* **Goal of the exercise**: Rewrite every line of the rows below, requests included, scaling the polygon vertex coordinates in the answers by 0.8 and rounding each to a whole number, with halves rounded up. Leave the numbers in the requests unchanged and omit the pictures.

* **Material provided**:
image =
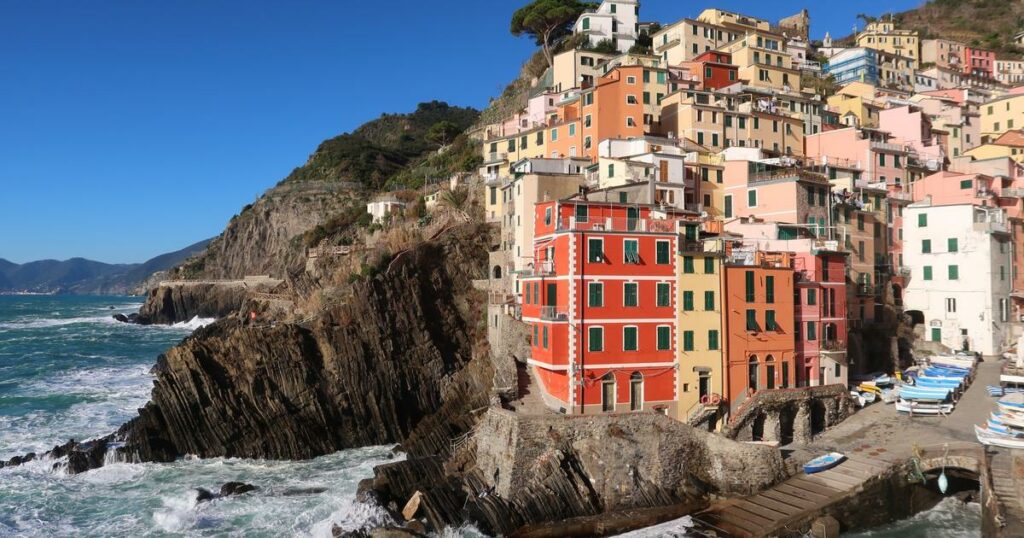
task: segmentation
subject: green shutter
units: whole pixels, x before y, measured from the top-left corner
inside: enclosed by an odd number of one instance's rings
[[[672,305],[672,286],[666,282],[657,283],[657,305]]]
[[[591,351],[604,350],[604,329],[600,327],[591,327],[587,331],[587,349]]]
[[[637,328],[636,327],[624,327],[623,328],[623,350],[624,351],[635,351],[635,350],[637,350]]]
[[[599,282],[591,282],[588,288],[590,299],[587,305],[592,307],[604,306],[604,285]]]
[[[671,327],[658,327],[657,328],[657,349],[659,351],[665,351],[672,348],[672,328]]]
[[[623,284],[623,302],[626,306],[637,305],[637,283],[627,282]]]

* **The result**:
image =
task: segmentation
subject: green shutter
units: whole pixels, x before y, measured from the top-left corner
inside: enclosed by an odd number of one instance's rings
[[[538,244],[538,229],[533,226],[526,226],[526,244]]]
[[[473,281],[483,280],[483,263],[480,262],[473,262],[470,265],[470,279]]]
[[[510,262],[509,262],[499,262],[498,262],[498,280],[499,281],[508,281],[508,280],[510,280]]]
[[[479,226],[473,226],[470,230],[472,239],[470,244],[474,246],[483,245],[483,228]]]
[[[537,262],[526,262],[526,262],[526,279],[527,281],[532,281],[538,278],[538,262]]]
[[[498,227],[498,242],[501,245],[510,244],[510,226],[502,226]]]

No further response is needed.